Data extracted from a collection
◆ ◆ ◆ ◆ ◆ ◆ ◆
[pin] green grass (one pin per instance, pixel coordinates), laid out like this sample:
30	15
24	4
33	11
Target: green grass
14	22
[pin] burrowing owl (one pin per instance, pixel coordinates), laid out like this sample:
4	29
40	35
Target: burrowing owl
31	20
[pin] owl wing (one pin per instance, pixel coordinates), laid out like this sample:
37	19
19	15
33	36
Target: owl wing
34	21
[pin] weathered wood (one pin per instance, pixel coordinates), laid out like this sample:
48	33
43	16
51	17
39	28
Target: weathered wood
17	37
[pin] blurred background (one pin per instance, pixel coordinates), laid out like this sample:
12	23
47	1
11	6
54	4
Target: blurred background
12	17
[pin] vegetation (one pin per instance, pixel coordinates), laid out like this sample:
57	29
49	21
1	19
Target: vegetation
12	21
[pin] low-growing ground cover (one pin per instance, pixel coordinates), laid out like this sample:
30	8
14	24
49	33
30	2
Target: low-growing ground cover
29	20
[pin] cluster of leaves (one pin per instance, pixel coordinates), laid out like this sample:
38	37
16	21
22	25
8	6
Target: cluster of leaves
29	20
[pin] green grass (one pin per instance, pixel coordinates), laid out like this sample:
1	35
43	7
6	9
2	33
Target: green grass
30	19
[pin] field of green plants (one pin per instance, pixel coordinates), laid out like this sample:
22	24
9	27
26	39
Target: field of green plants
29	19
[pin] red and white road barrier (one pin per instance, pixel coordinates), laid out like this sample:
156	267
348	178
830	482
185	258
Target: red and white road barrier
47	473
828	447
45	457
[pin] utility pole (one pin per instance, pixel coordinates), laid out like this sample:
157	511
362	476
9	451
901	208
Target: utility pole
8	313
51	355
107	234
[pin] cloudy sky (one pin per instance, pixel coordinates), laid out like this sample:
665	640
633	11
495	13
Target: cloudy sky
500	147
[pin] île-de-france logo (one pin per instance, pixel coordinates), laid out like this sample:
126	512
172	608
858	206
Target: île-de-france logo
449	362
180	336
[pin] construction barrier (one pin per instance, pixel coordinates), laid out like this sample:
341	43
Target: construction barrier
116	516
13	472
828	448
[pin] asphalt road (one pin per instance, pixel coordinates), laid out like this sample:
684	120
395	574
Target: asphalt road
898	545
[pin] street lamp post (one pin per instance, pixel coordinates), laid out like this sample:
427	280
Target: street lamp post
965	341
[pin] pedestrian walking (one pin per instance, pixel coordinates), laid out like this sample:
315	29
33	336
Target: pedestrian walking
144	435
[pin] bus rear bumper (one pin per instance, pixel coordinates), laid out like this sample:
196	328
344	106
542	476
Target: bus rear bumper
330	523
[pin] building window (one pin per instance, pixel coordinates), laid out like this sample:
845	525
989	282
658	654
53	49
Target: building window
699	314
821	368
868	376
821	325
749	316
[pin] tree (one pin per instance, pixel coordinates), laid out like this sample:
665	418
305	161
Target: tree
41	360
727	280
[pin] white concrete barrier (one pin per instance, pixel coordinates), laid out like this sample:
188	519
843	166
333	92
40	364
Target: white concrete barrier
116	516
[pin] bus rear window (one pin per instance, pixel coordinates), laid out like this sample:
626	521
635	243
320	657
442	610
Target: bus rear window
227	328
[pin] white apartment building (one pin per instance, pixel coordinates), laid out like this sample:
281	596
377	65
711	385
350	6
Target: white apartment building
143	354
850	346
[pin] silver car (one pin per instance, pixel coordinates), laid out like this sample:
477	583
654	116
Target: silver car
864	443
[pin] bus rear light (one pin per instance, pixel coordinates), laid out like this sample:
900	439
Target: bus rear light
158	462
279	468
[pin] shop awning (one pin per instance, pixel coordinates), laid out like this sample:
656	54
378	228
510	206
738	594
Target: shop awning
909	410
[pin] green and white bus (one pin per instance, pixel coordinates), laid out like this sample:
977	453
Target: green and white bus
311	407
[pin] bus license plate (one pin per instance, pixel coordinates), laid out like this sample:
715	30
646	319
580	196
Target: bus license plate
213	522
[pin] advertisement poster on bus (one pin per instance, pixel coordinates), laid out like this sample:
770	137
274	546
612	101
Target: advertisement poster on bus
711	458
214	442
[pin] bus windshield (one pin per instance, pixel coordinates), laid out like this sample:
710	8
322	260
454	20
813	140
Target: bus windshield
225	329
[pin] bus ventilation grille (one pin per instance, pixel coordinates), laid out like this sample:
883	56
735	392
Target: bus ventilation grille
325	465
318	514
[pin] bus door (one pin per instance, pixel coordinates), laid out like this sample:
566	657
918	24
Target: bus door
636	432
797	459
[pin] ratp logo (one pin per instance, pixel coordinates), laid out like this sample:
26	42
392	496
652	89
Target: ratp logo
◆ ◆ ◆ ◆ ◆ ◆ ◆
--- Written exercise ---
Transcribe the material exactly as it reads.

--- Result of the task ---
[pin] green grass (one pin per instance, pixel coordinates), laid out like this sample:
30	15
24	4
33	11
Target: green grass
14	22
[pin] burrowing owl (one pin per instance, pixel coordinates), laid out like this sample:
4	29
40	35
Target: burrowing owl
31	20
[pin] owl wing (one pin per instance, pixel coordinates), laid out like this sample:
37	19
19	15
33	36
Target: owl wing
34	21
[pin] weathered wood (one pin per instance, pixel coordinates), laid out like this sample:
48	33
43	16
51	17
39	28
Target: weathered wood
17	37
[pin] blurred background (one pin per instance, pixel coordinates), laid out like this sample:
12	23
47	1
11	6
54	4
Target: blurred background
12	17
[pin] vegetation (one pin per instance, pixel coordinates), laid out like this sample:
57	29
49	21
1	19
Target: vegetation
12	21
[pin] low-growing ground cover (one pin per instance, pixel coordinates), laid out like this sample:
30	8
14	24
49	33
30	2
Target: low-growing ground cover
29	20
[pin] cluster of leaves (one pin per instance, pixel coordinates), laid out like this sample:
38	37
16	21
22	25
8	6
Target: cluster of leaves
29	20
[pin] green grass (one pin per instance, pixel coordinates), laid out like this sample:
1	35
43	7
6	9
2	33
Target: green grass
30	19
[pin] field of green plants (one pin per instance, pixel coordinates), laid out like this sample:
22	24
9	27
26	39
Target: field of green plants
29	19
[pin] red and white road barrier (one pin per instance, pixel coordinates), laid out like this sample:
156	267
348	178
830	482
185	258
Target: red and white road barrier
47	473
828	447
45	457
[pin] utility pole (one pin per instance, pixel coordinates), laid out like this sample:
157	511
362	476
9	451
901	208
Target: utility pole
8	313
51	355
107	234
[pin] cloudy sky (one pin per instance, pixel coordinates), laid out like this sample:
665	640
633	11
495	13
Target: cloudy sky
500	147
[pin] île-de-france logo (one pin per instance, pixel coordinates), laid out like this sample:
126	512
172	608
858	206
Target: île-de-france logo
449	362
180	336
[pin] construction barrier (one pin per instance, pixel coordinates), laid out like this sample:
341	43
Target: construction barrier
116	516
13	472
828	448
[pin] asphalt road (one pin per instance, pixel coordinates), laid out like this sample:
684	120
395	574
Target: asphalt road
898	545
[pin] street lamp post (one pin per instance, pixel coordinates), laid out like this sample:
427	280
Target: street lamp post
965	341
[pin] pedestrian walking (one pin per instance, pixel coordinates), laid out like this sample:
315	29
33	336
Target: pedestrian walking
144	435
[pin] bus rear bumper (one pin per instance, pixel coordinates), laid out like this sample:
196	328
344	106
542	476
Target: bus rear bumper
330	523
[pin] building window (one pin per instance, pixel coordinates), laid out like this sample:
845	525
989	282
658	654
53	49
Target: building window
699	314
821	368
868	376
821	325
749	316
[pin] tree (one pin per instance, pixel coordinates), laid out like this sample:
665	418
305	161
Target: tree
41	360
727	280
[pin] white concrete barrier (one pin per instance, pixel coordinates), laid out like this sample:
188	519
843	166
333	92
40	364
Target: white concrete barrier
116	516
[pin] bus rear window (one pin per instance, pixel coordinates), laid out like this sample:
626	521
635	243
320	657
442	610
Target: bus rear window
227	328
[pin] white apartment building (one pin per instance, pixel coordinates), laid out like this sample:
281	596
377	65
711	385
350	6
Target: white apartment building
143	354
850	346
[pin] silver car (one pin per instance, pixel coordinates), laid out like this sample:
477	583
654	116
Target: silver car
864	443
[pin] bus rear light (one pin per instance, pixel coordinates), laid out like this sample:
900	439
Target: bus rear light
158	462
279	468
[pin] shop awning (one pin per instance, pixel coordinates), laid out like this sample:
656	54
378	228
510	206
738	594
Target: shop awning
909	410
[pin] green and white bus (one pin per instance, pixel coordinates), laid out like this sample:
977	453
Target: green and white bus
311	407
[pin] bus license plate (one pin per instance, pixel coordinates), laid out like this sample:
715	30
646	319
580	196
Target: bus license plate
213	522
[pin] advertisement poster on bus (one pin per instance, pixel coordinates), laid out like this sample:
770	137
274	546
612	101
Target: advertisement poster on bus
711	458
214	442
[pin] bus windshield (one pin per instance, pixel coordinates), laid out like this sample:
710	8
322	260
454	20
813	140
Target: bus windshield
225	329
[pin] bus ventilation grille (one pin per instance, pixel coordinates), laid out like this sample:
883	56
735	392
Target: bus ventilation grille
325	465
318	514
[pin] bus door (one pin per instance, pixel coordinates), laid out like this sample:
566	657
918	24
Target: bus door
636	432
797	459
[pin] ratp logo (one pin per instance, pixel coordinates), laid out like this sample:
26	42
392	496
652	89
Target: ratp logo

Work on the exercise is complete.